— Begin Material for this task —

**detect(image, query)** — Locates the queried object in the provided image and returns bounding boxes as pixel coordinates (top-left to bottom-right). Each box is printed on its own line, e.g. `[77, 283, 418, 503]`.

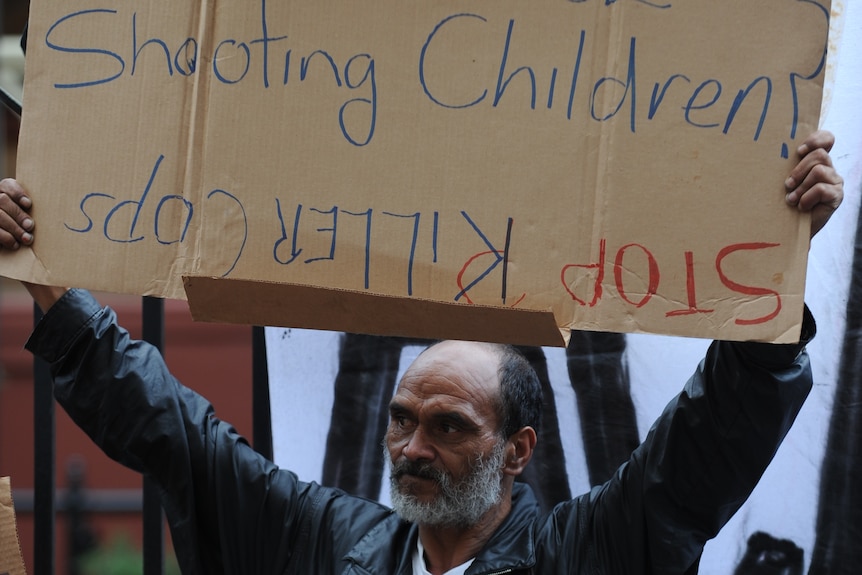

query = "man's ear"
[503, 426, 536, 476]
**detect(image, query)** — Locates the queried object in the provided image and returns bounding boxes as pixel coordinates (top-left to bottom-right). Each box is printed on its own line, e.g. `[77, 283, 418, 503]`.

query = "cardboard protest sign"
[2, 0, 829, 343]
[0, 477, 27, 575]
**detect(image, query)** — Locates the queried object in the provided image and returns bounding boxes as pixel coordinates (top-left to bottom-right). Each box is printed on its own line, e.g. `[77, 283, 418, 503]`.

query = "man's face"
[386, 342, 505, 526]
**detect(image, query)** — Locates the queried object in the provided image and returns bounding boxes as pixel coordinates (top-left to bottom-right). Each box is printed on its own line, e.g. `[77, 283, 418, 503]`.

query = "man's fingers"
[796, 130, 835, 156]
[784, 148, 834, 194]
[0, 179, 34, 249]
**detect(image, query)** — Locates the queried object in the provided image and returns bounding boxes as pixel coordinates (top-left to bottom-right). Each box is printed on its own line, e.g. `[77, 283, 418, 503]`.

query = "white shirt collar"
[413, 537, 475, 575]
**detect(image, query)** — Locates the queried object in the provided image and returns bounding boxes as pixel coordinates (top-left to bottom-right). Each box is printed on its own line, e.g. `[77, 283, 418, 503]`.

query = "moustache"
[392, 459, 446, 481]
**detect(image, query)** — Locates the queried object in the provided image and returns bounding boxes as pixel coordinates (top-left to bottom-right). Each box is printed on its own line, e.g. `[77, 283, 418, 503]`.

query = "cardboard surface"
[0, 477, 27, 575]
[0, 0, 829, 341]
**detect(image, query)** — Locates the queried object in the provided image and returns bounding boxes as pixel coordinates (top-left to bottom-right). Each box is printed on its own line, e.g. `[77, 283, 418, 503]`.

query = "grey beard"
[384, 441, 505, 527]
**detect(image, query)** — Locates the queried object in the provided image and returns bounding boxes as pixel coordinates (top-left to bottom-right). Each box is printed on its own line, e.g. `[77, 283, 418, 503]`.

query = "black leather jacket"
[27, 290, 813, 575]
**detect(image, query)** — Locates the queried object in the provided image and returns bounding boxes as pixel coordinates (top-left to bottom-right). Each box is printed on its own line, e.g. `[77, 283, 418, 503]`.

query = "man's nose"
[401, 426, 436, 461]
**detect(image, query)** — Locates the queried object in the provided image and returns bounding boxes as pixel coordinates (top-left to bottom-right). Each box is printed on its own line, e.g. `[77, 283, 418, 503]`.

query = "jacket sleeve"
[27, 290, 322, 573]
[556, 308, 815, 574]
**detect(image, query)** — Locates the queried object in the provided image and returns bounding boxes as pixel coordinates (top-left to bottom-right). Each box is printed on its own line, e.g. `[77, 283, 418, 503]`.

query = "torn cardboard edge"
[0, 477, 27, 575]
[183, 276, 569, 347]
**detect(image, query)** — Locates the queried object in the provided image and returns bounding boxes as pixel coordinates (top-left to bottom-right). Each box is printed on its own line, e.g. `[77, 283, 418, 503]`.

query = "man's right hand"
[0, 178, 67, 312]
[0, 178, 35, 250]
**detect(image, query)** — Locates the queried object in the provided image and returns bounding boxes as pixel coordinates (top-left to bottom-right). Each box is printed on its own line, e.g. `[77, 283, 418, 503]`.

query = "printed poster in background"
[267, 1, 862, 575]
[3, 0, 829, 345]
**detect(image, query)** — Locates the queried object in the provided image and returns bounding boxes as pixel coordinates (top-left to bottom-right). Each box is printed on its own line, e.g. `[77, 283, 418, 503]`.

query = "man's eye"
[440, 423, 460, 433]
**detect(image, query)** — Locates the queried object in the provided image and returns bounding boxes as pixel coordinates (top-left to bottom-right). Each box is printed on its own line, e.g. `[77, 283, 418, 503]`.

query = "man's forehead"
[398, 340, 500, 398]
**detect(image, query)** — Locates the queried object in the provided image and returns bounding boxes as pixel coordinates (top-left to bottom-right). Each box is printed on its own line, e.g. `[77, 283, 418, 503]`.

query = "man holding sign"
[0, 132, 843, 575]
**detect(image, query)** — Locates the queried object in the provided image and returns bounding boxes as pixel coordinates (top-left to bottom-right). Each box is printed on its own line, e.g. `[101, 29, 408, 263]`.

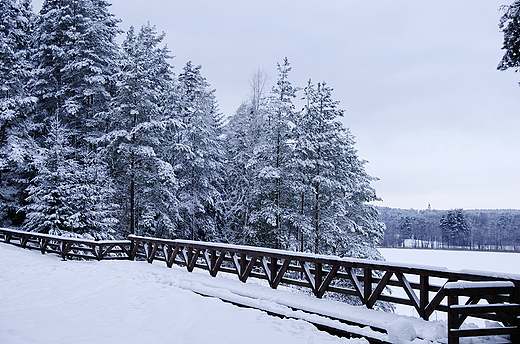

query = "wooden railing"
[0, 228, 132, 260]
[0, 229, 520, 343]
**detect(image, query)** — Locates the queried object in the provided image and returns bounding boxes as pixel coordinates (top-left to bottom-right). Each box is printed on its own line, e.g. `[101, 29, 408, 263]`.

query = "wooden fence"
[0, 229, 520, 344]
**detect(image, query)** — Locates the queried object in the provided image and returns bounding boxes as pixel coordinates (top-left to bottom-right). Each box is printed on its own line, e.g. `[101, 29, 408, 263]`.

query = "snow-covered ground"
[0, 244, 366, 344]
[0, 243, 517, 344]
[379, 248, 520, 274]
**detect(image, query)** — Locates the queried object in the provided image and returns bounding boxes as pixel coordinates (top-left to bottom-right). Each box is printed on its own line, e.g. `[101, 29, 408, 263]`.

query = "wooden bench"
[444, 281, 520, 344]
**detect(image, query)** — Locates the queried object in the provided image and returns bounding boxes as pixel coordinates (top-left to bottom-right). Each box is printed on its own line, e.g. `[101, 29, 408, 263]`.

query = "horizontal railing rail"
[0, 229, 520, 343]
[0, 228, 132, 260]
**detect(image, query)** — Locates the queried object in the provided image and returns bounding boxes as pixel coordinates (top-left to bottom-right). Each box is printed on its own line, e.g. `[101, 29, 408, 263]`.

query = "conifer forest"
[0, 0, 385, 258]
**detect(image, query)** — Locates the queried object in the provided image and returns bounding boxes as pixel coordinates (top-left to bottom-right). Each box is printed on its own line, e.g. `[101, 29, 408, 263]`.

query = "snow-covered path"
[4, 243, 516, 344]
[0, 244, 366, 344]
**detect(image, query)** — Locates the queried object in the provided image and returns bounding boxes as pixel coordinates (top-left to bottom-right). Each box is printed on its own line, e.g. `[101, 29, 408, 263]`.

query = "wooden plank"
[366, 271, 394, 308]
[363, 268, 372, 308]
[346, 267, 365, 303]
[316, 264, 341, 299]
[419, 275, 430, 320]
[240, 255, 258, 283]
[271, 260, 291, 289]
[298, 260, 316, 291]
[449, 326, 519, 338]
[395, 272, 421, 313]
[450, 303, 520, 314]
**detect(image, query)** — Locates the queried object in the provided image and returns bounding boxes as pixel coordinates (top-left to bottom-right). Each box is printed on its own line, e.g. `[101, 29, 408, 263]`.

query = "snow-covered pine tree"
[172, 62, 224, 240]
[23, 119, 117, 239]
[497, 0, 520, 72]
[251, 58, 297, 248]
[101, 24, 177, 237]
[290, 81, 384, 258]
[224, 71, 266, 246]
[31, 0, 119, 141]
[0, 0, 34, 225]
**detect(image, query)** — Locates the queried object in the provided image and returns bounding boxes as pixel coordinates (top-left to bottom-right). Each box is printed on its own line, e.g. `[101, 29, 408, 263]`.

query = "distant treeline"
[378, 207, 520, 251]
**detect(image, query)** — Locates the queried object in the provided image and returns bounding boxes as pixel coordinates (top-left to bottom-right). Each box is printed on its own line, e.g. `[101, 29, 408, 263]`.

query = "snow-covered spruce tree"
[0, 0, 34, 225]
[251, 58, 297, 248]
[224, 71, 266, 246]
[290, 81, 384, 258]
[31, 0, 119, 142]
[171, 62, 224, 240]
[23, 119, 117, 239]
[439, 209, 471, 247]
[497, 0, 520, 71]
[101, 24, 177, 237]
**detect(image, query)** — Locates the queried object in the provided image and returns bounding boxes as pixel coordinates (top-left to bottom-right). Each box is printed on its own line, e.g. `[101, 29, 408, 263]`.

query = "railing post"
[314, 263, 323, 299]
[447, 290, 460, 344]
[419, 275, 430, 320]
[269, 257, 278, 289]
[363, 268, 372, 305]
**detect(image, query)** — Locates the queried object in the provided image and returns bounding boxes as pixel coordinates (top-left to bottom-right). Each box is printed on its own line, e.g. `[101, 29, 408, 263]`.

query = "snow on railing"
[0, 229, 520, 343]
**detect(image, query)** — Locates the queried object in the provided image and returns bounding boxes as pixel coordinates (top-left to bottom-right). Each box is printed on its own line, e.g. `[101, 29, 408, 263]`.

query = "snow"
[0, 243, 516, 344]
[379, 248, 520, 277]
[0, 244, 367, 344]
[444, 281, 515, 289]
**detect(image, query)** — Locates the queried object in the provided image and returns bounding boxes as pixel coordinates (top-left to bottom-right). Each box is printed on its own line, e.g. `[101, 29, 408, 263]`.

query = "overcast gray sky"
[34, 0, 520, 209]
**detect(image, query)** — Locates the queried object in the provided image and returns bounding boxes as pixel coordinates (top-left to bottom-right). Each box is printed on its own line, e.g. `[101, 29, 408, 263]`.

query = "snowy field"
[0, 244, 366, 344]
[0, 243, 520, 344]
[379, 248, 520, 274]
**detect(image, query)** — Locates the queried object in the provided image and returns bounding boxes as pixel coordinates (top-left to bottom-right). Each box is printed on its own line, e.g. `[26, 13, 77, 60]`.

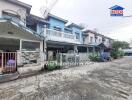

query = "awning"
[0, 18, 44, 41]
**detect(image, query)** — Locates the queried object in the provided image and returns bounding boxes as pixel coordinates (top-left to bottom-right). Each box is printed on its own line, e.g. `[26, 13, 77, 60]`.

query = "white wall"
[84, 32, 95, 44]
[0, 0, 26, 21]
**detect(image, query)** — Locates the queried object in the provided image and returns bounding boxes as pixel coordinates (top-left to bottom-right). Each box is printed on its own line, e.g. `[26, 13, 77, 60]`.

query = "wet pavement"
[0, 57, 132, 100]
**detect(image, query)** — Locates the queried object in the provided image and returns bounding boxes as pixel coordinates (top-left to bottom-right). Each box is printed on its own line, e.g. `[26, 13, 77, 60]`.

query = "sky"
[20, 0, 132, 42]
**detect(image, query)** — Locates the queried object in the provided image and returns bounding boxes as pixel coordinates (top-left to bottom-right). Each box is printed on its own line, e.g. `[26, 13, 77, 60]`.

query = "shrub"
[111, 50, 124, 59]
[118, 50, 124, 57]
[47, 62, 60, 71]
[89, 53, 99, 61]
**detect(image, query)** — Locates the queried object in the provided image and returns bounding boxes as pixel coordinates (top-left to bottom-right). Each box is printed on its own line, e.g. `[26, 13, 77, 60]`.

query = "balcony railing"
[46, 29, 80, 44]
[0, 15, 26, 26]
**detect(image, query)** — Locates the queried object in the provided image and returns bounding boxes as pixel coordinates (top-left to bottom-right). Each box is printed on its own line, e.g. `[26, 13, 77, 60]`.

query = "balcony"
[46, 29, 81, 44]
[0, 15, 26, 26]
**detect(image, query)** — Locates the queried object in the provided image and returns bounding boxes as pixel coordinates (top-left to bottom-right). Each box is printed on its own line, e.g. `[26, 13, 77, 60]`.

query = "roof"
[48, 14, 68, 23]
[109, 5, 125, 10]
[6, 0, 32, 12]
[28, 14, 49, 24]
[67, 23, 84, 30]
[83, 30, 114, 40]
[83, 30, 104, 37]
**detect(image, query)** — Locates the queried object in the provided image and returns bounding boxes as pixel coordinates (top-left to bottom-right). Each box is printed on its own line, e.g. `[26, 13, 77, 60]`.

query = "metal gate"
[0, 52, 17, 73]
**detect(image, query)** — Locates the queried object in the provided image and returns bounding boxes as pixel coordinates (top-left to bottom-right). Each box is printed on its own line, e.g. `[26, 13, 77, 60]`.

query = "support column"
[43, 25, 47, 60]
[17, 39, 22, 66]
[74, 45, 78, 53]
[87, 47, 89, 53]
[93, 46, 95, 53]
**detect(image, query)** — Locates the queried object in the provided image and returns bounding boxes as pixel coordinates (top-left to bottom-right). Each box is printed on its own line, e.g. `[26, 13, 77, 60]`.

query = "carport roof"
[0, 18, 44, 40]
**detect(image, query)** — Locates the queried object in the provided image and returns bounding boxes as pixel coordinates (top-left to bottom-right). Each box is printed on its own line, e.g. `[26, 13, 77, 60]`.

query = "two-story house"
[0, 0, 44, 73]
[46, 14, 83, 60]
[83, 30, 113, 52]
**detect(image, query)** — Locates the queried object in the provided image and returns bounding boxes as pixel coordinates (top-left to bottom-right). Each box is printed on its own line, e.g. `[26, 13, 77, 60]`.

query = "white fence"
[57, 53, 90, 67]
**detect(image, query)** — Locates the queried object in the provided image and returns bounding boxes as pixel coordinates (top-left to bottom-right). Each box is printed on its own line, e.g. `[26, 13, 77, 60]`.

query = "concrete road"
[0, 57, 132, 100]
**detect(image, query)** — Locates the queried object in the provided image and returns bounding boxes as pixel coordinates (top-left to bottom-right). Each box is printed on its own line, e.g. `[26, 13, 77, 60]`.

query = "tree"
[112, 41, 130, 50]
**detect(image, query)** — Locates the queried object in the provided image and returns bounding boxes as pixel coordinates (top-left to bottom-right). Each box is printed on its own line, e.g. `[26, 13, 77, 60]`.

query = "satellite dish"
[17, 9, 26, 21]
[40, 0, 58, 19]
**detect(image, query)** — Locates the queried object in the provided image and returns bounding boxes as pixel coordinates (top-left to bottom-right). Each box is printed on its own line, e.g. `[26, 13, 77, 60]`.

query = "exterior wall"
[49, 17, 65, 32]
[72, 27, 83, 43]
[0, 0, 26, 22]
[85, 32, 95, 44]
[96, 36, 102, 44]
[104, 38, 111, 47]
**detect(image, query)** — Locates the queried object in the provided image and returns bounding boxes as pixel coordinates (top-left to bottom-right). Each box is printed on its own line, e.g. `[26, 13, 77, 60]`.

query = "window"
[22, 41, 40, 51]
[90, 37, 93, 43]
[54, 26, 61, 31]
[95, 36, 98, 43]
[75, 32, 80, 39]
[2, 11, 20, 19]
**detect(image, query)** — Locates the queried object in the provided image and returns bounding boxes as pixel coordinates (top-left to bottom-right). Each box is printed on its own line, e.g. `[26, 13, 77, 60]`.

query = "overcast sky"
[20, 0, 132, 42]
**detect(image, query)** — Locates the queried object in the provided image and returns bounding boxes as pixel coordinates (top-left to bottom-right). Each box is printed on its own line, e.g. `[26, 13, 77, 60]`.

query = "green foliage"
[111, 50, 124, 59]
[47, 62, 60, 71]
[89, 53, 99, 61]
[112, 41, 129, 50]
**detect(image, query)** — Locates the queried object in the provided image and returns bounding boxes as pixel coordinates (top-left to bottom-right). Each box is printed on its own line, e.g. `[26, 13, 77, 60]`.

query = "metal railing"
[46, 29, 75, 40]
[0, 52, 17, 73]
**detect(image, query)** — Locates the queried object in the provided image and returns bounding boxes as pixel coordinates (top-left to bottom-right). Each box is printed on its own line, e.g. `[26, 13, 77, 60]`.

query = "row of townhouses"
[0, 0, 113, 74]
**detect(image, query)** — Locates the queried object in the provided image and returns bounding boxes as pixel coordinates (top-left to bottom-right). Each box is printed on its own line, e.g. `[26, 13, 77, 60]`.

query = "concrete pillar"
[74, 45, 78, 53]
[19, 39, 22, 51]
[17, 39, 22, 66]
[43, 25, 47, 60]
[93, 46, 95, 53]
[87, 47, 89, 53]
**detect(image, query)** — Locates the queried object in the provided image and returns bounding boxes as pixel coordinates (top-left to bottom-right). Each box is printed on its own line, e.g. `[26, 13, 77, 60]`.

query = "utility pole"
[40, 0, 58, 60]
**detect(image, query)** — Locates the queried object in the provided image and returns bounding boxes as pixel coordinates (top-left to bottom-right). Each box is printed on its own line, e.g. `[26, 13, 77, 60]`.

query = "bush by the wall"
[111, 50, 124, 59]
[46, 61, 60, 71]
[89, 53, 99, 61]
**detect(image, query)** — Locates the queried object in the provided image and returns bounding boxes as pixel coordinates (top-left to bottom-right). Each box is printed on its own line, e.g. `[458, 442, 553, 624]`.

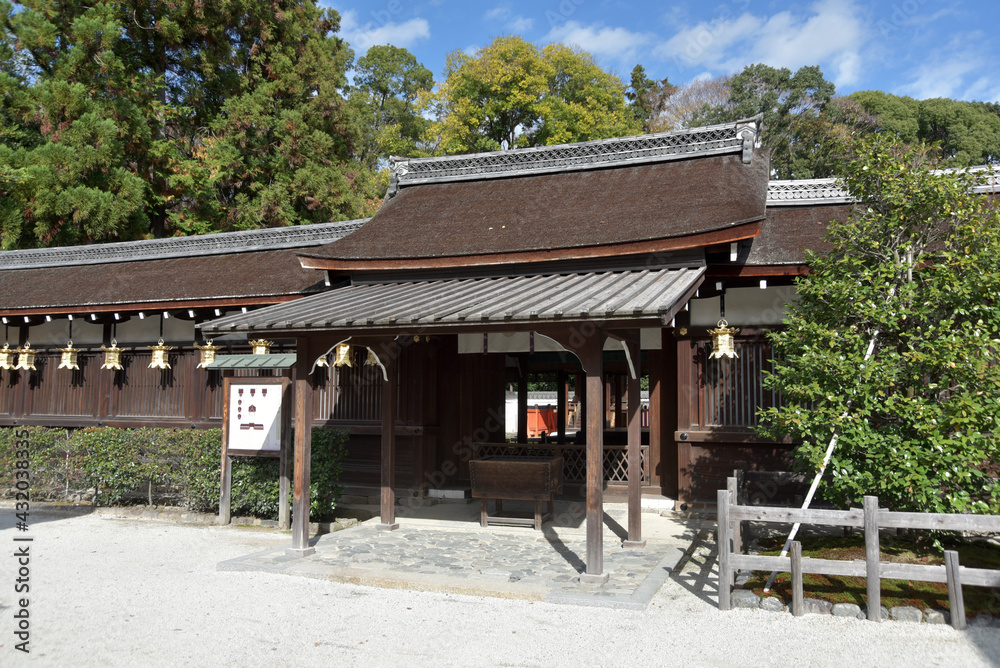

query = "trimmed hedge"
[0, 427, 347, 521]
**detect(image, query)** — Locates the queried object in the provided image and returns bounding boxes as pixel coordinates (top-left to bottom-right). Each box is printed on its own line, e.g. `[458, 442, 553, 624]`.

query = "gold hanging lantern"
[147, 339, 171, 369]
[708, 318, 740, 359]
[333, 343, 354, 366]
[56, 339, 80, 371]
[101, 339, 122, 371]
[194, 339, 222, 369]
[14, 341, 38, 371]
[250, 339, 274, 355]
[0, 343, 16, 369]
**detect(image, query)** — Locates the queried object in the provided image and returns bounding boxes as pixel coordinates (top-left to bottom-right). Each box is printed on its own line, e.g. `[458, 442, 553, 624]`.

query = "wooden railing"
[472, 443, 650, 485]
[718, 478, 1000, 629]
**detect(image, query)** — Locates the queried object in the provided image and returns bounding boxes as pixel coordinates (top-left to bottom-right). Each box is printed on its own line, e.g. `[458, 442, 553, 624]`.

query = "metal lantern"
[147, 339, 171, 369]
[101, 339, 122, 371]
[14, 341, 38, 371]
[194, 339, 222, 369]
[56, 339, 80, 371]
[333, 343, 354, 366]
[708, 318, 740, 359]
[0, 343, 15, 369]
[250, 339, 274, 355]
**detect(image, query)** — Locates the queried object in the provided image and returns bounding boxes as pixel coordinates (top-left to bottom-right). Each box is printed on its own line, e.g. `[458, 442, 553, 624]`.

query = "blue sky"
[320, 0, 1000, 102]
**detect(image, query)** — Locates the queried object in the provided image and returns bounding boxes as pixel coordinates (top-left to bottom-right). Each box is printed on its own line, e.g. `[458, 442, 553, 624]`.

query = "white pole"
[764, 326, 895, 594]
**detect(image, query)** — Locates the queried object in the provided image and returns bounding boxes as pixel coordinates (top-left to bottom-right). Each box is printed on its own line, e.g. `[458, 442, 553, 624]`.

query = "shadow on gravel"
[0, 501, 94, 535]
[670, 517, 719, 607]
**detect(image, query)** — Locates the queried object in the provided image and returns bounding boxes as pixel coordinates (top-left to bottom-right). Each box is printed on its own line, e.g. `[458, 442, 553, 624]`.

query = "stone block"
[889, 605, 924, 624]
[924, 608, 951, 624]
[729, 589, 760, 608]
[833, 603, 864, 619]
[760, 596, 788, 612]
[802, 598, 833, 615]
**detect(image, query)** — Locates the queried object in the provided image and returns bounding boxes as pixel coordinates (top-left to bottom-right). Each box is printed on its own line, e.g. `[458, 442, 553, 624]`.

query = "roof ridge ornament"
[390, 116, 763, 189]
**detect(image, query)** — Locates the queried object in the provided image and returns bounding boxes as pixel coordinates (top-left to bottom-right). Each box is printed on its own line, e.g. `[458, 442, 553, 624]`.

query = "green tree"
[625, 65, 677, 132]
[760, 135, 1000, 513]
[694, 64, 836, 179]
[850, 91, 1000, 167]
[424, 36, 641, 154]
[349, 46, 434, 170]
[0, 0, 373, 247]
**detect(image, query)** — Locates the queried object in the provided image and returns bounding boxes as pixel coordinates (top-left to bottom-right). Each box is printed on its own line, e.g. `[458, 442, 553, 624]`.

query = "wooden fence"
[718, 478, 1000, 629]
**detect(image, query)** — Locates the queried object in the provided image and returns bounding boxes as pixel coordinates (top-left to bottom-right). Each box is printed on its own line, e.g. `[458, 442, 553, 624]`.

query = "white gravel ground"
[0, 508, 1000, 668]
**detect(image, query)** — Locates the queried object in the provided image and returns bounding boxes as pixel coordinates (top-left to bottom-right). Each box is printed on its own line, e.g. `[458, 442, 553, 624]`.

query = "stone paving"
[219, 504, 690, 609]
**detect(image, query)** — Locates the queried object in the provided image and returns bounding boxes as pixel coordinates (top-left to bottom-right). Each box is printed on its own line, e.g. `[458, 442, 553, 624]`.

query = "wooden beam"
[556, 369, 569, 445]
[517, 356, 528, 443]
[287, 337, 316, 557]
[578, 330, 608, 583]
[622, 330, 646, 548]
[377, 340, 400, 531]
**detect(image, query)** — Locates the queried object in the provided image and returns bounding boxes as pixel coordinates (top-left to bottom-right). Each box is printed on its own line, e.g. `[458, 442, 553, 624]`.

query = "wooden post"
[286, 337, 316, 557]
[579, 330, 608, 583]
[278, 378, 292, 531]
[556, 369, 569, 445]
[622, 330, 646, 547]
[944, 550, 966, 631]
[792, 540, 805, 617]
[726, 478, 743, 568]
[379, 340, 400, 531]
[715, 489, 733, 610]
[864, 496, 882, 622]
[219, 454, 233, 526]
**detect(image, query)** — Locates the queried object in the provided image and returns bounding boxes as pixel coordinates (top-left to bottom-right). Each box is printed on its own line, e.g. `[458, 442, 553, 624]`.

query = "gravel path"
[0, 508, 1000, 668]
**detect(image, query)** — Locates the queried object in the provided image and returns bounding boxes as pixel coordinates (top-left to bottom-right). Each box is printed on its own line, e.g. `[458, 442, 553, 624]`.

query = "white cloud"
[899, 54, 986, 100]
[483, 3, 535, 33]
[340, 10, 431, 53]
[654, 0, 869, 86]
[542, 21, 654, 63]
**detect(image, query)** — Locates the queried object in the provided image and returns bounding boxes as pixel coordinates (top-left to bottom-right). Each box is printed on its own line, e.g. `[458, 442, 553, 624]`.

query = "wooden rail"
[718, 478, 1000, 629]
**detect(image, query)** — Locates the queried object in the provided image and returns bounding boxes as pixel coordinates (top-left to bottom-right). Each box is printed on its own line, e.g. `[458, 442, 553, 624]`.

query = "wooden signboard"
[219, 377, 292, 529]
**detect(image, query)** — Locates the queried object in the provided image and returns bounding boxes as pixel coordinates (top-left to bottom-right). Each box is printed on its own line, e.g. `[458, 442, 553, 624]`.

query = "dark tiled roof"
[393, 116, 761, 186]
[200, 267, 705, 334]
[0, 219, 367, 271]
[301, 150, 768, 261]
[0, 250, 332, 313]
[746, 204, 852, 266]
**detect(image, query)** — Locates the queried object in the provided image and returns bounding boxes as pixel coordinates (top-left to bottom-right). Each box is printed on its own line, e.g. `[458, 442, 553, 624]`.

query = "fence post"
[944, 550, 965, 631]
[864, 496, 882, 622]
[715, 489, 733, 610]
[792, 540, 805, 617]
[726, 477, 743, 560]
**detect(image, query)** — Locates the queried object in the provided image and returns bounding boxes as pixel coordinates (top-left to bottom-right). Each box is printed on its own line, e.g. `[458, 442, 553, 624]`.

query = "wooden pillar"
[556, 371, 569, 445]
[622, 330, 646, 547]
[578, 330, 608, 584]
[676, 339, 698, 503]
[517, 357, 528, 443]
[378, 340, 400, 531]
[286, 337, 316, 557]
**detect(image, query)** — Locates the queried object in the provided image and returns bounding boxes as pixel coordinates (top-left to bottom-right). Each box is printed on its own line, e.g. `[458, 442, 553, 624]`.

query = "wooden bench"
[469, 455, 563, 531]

— End Material for this task —

* _Exercise goal_
Rewrite the lines above as a numbered list, starting with the first line and ending with the line containing "[386, 342, 505, 526]", with both ends included. Leave out the blank lines and the pictures.

* _The answer_
1. **detect(image, query)** — Locates the queried object in the provided image and returns bounding boxes as pixel coordinates (top-left to bottom-right). Each box is printed on its own line, e.g. `[77, 283, 418, 503]`.
2. query = "man's ear"
3. [503, 426, 536, 476]
4. **detect(image, query)** — Locates the queried object in the provided image and returns bounding boxes as pixel coordinates (top-left to bottom-right). Each box is printed on its own line, e.g. `[77, 283, 418, 503]`.
5. query = "cardboard protest sign"
6. [2, 0, 829, 343]
7. [0, 477, 27, 575]
8. **detect(image, query)** — Locates the queried object in the provided image and returns bounding boxes as pixel coordinates (top-left to bottom-right). Each box is printed on its own line, e.g. `[77, 283, 418, 503]`.
9. query = "man's face"
10. [386, 342, 505, 526]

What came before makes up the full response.